(Data supplied)
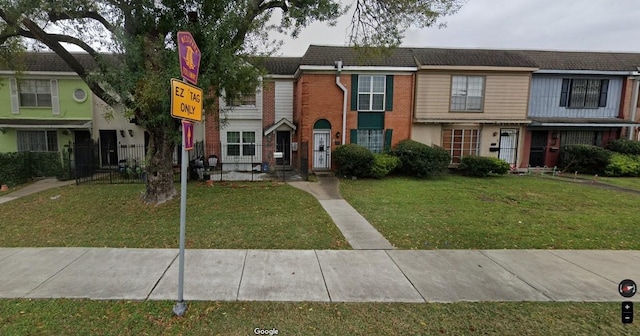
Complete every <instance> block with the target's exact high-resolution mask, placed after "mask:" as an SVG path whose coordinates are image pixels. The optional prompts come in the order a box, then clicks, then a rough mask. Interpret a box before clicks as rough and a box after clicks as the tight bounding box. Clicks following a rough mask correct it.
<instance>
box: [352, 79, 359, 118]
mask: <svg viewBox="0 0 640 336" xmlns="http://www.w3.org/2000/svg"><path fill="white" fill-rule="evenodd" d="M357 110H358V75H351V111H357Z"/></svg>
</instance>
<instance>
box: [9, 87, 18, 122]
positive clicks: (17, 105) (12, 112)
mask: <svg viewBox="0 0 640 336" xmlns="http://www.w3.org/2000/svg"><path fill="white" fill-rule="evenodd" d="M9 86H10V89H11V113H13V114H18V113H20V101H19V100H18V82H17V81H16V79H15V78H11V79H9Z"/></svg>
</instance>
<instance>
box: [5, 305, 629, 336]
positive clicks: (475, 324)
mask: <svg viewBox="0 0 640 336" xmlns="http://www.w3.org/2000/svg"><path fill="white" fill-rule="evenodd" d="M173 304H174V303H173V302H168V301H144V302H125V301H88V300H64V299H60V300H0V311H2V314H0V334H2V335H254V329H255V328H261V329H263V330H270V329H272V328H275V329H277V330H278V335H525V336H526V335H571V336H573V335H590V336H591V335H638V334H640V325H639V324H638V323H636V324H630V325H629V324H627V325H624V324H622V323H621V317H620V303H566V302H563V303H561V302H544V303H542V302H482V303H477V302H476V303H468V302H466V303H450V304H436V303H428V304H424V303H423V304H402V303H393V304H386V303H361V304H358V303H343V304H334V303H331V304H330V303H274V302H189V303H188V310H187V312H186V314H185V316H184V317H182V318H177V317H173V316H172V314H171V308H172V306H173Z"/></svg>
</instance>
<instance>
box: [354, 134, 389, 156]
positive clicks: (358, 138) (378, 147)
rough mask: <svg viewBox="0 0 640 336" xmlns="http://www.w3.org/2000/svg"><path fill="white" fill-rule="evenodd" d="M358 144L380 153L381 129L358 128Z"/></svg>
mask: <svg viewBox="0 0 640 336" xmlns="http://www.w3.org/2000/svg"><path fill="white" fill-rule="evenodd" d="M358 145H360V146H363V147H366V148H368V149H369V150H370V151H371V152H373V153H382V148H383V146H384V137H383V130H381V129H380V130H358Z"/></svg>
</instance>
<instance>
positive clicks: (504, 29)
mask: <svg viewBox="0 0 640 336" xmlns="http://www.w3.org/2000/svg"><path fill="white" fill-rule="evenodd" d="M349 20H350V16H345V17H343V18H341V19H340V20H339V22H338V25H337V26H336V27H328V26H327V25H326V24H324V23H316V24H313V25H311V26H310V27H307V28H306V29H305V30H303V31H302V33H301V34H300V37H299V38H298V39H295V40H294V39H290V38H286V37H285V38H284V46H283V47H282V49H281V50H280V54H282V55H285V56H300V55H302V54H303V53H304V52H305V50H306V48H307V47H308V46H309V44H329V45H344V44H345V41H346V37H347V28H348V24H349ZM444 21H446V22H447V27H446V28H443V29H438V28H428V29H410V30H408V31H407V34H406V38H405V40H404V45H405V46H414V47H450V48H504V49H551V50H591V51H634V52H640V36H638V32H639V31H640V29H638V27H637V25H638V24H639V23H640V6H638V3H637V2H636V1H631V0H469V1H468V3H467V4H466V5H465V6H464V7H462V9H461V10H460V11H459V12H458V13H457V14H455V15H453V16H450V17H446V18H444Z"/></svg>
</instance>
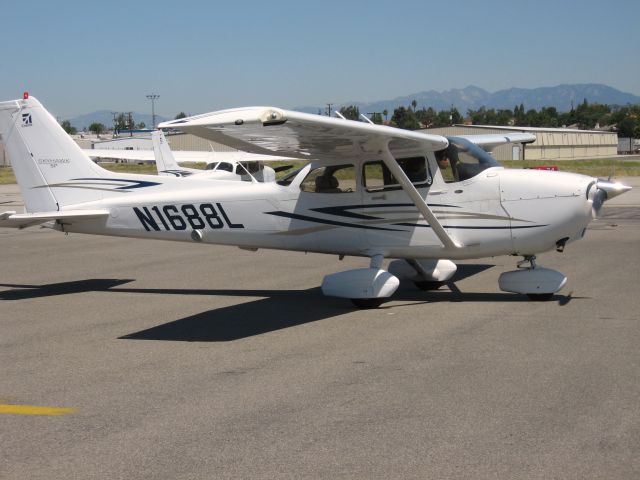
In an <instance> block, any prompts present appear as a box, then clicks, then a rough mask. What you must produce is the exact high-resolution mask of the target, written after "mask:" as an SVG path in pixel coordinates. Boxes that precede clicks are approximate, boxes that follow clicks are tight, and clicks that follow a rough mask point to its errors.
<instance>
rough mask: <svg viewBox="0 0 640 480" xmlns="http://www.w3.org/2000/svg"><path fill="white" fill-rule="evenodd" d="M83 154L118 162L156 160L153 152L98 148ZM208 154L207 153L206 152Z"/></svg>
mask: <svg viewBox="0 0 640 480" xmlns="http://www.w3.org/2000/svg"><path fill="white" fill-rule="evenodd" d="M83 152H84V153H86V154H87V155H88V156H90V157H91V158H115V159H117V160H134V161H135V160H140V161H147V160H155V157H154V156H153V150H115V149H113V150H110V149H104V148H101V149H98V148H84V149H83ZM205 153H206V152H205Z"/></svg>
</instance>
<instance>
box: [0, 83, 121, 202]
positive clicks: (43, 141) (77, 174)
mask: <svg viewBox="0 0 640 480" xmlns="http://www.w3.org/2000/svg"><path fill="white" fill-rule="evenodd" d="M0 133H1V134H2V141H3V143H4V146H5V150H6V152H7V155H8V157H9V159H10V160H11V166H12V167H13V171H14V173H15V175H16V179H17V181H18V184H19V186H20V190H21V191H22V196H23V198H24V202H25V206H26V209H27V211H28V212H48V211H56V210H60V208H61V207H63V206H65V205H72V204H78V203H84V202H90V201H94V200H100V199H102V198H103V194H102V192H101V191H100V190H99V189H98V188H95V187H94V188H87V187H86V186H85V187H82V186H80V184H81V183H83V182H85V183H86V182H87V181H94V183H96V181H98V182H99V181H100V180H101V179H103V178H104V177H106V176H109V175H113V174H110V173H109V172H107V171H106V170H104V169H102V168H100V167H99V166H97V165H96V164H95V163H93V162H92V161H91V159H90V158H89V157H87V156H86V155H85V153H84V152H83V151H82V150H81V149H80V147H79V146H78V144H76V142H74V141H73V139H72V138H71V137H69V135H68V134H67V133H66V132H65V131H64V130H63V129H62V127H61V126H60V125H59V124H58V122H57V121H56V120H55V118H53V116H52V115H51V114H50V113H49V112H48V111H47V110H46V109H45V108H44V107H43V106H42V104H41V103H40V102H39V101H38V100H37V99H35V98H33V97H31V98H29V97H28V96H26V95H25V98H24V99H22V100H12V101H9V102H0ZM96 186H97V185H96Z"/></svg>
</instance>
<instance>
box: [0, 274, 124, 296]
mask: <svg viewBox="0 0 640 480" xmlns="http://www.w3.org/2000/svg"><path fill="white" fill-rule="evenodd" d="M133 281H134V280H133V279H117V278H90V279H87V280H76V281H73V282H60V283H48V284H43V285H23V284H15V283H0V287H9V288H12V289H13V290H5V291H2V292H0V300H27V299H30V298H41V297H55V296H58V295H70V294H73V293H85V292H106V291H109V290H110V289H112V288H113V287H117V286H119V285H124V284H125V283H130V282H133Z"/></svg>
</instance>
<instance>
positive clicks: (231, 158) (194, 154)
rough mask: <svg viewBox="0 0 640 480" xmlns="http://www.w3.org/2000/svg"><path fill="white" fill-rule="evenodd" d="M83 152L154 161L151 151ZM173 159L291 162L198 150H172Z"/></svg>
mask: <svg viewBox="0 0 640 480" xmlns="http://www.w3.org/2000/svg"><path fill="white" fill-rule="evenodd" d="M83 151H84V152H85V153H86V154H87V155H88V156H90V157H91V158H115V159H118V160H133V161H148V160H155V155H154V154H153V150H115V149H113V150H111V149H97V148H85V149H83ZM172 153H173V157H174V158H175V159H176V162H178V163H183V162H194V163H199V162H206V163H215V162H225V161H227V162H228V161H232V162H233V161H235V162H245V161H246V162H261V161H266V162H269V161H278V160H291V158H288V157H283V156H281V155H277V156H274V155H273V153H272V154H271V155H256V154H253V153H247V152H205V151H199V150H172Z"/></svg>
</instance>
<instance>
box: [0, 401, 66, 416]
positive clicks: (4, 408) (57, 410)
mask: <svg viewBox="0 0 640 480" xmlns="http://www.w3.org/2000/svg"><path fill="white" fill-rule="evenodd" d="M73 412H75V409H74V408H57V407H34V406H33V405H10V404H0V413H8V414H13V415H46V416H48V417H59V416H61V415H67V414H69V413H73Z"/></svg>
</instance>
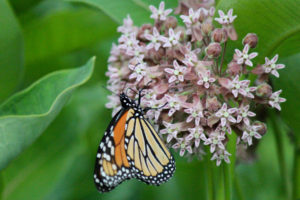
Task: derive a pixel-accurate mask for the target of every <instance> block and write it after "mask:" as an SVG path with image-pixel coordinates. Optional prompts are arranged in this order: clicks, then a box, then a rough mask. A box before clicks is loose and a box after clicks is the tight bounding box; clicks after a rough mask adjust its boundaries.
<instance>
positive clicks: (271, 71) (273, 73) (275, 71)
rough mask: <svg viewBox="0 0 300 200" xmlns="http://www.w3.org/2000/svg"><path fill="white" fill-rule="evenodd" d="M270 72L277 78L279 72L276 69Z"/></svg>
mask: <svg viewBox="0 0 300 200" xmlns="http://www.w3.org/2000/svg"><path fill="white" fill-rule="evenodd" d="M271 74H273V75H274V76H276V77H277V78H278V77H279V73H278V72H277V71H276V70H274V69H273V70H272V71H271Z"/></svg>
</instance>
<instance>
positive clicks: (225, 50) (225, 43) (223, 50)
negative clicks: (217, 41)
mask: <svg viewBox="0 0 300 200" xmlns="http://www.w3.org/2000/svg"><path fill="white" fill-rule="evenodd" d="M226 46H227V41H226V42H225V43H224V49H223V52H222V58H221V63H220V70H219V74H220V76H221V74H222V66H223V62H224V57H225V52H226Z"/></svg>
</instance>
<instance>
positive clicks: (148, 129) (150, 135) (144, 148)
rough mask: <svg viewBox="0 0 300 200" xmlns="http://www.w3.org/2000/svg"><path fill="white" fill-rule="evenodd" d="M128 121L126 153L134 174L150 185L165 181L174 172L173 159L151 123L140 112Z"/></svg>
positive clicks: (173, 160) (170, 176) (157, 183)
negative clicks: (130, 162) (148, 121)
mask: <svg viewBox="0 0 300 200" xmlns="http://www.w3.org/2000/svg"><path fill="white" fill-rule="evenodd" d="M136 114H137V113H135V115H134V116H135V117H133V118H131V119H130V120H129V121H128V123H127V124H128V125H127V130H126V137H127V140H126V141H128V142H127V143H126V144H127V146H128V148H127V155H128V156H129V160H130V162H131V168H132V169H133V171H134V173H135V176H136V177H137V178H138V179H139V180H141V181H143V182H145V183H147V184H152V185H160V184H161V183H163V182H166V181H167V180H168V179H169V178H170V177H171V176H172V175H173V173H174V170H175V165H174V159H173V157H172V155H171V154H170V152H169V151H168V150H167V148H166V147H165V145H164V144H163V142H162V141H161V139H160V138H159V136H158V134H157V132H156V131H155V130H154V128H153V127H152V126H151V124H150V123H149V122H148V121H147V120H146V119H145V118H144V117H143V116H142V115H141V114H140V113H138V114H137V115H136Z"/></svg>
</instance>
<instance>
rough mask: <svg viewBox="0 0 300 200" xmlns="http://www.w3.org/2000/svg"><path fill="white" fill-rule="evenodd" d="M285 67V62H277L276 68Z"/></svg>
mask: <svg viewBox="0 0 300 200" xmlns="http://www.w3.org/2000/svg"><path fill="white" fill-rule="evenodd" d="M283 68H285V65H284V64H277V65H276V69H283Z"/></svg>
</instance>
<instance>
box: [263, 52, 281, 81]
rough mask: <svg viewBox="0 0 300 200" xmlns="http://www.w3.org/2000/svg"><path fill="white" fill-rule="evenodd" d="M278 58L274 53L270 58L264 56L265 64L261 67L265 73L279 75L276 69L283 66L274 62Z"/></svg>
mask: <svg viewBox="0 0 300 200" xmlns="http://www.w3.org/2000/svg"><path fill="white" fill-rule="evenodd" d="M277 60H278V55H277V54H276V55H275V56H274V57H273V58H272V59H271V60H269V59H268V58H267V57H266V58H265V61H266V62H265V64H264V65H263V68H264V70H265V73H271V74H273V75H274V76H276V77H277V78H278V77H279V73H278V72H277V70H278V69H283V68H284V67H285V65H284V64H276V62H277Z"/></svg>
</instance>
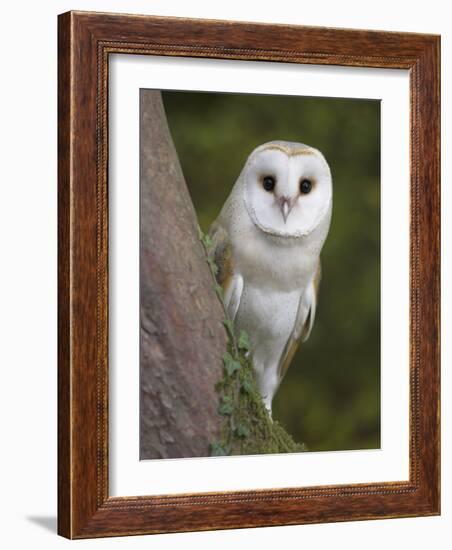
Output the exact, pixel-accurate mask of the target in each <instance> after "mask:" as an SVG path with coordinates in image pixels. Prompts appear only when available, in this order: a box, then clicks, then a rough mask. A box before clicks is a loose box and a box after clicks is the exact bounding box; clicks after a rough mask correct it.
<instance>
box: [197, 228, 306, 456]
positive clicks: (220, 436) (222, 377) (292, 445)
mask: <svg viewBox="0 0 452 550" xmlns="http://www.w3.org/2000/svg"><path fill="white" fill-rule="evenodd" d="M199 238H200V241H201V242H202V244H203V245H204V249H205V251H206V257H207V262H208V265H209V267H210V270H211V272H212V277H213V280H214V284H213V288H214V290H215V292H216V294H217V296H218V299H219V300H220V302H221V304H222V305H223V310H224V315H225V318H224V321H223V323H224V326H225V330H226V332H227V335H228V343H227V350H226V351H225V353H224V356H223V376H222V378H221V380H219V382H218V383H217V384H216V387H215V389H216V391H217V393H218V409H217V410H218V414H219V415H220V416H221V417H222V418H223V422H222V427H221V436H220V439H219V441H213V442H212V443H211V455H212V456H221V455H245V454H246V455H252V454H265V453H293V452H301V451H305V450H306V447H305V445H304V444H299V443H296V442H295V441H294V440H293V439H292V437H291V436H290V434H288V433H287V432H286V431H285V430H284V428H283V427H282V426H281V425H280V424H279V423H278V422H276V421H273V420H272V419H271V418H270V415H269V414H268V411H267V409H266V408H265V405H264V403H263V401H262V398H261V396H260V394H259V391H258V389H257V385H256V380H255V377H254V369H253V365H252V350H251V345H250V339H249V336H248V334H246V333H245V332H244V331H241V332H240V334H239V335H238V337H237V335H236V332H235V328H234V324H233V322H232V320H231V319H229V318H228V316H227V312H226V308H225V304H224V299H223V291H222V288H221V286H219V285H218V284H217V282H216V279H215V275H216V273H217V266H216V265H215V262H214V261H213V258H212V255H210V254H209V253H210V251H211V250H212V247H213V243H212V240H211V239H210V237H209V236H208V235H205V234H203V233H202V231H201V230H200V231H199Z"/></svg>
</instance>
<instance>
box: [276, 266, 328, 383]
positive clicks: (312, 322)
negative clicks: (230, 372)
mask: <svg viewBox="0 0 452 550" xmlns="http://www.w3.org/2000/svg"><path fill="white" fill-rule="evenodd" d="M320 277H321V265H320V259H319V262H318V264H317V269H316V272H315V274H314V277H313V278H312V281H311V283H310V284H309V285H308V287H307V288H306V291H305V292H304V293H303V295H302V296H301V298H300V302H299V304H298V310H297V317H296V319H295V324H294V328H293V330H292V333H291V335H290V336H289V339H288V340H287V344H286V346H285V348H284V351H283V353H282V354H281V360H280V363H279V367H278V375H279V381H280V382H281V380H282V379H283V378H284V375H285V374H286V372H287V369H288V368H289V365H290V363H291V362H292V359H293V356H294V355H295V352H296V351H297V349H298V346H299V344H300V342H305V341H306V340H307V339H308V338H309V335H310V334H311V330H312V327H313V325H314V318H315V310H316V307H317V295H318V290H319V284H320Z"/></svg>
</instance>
(End Data supplied)
All that is needed is the exact run of lines above from the line containing "negative clicks: (217, 41)" through the line containing "positive clicks: (148, 129)", both of them included.

negative clicks: (217, 41)
mask: <svg viewBox="0 0 300 200" xmlns="http://www.w3.org/2000/svg"><path fill="white" fill-rule="evenodd" d="M226 46H227V41H226V42H225V43H224V49H223V52H222V58H221V63H220V70H219V74H220V76H221V74H222V66H223V62H224V57H225V52H226Z"/></svg>
</instance>
<instance>
positive clicks: (148, 129) (150, 135) (144, 148)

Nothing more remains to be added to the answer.